- **Testo fornito**:
******
CASSAZIONE CIVILE: SENTENZA
NULLA LA CLAUSOLA STATUTARIA CHE DEVOLVE AL COLLEGIO DI PROBIVIRI LE
CONTROVERSIE TRA SOCI E SOCIETÀ


"E' nulla la clausola dello statuto della società cooperativa che devolve le controversie tra società e soci all'arbitrato (anche irrituale) di un collegio di probiviri nominato dall'assemblea sociale, salvo che, per espressa previsione statutaria in tal senso, i probiviri siano stati designati da tutti i soci all'unanimità".
 

Cassazione civile, sez. I, 18 marzo 2008, n. 7262

Fatto

Con sentenza emessa il 18 agosto 1999 il Tribunale di Macerata, chiamato a pronunciarsi sull’opposizione proposta dal sig. P.P. contro la propria esclusione dalla Cooperativa Edilizia Donata nonché sulla domanda di risarcimento dei danni formulata dal medesimo attore nei confronti dell’amministratore di detta società, sig. D.L., dichiarò tali domande improponibili perchè precluse da una clausola dello statuto sociale che rimetteva ogni controversia tra società e soci all’arbitrato irrituale di un collegio composto da tre probiviri.
Il sig. P. propose impugnazione eccependo la nullità della suindicata clausola compromissoria, che riservava la nomina dei probiviri alla competenza dell’assemblea e, pertanto, non garantiva la partecipazione di entrambe le parti alla designazione dell’organo arbitrale.
Il gravame fu però rigettato dalla Corte d’appello di Ancona, con sentenza resa pubblica il 25 luglio 2003, avendo detta corte ritenuto che la riferita eccezione di nullità della clausola compromissoria non avesse fondamento.
Avverso tale sentenza il sig. P. ha proposto ricorso per cassazione.
Oli intimati non hanno svolto in questa sede difesa.

Diritto

1. La corte d’appello ha fondato la propria decisione su quattro differenti argomenti, alternativi ed autosufficienti.
******
- **Compito scritto A**:
Elenca, nell'ordine in cui compaiono, tutte le date complete di giorno, mese e anno citate nella sentenza.

- **Dati forniti**:
******
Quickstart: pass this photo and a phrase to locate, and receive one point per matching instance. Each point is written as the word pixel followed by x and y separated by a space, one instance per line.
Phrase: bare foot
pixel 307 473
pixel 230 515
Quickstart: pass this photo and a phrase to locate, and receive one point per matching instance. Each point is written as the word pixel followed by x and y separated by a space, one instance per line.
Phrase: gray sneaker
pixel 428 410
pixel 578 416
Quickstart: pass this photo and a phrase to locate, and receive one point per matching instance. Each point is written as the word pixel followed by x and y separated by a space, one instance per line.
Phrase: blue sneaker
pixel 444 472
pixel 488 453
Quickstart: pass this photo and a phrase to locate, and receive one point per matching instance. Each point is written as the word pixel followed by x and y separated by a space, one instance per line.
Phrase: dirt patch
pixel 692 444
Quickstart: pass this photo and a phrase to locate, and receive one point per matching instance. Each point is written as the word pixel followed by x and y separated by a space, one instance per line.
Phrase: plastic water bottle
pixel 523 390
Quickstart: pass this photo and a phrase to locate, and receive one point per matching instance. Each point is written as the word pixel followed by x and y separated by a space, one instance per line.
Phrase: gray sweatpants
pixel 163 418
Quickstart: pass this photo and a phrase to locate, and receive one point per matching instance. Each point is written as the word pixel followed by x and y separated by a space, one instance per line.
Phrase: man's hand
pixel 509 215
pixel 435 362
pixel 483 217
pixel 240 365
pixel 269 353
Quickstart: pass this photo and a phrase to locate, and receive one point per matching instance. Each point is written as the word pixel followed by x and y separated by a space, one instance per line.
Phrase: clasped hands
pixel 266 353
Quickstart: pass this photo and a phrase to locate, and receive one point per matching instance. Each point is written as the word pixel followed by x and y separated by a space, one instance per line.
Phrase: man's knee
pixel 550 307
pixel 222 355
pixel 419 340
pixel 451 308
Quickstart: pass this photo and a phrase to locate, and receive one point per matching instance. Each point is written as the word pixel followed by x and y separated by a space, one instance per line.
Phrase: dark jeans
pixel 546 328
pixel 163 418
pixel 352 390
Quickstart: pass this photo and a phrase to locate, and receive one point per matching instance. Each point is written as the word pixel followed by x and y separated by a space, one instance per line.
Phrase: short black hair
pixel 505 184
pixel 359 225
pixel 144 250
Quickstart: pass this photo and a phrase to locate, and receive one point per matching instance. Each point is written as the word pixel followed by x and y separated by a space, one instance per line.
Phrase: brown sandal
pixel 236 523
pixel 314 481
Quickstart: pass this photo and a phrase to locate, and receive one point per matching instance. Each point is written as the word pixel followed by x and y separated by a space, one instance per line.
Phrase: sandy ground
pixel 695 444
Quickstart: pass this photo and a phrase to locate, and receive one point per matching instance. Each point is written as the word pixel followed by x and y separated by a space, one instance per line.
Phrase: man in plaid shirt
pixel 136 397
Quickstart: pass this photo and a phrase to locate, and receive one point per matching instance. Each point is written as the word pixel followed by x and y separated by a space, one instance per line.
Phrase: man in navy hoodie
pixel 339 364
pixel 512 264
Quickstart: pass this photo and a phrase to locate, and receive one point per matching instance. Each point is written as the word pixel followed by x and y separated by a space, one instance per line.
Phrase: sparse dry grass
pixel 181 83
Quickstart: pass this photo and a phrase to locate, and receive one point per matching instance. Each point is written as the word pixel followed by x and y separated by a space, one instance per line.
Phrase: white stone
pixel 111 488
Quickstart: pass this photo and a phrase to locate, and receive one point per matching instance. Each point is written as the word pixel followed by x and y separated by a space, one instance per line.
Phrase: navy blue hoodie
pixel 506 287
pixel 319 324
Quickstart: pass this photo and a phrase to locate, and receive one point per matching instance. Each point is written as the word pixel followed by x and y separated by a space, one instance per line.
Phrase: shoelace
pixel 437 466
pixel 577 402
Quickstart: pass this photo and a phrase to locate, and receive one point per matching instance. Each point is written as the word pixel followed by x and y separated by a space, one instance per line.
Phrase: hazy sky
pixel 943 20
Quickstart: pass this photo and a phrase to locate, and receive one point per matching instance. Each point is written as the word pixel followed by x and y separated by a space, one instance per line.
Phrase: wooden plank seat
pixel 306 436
******
- **Compito scritto B**:
Riporta ogni riga delle voci in cui compare la parola "navy".

- **Risposta al compito A**:
18 marzo 2008
18 agosto 1999
25 luglio 2003

- **Risposta al compito B**:
Phrase: man in navy hoodie
Phrase: navy blue hoodie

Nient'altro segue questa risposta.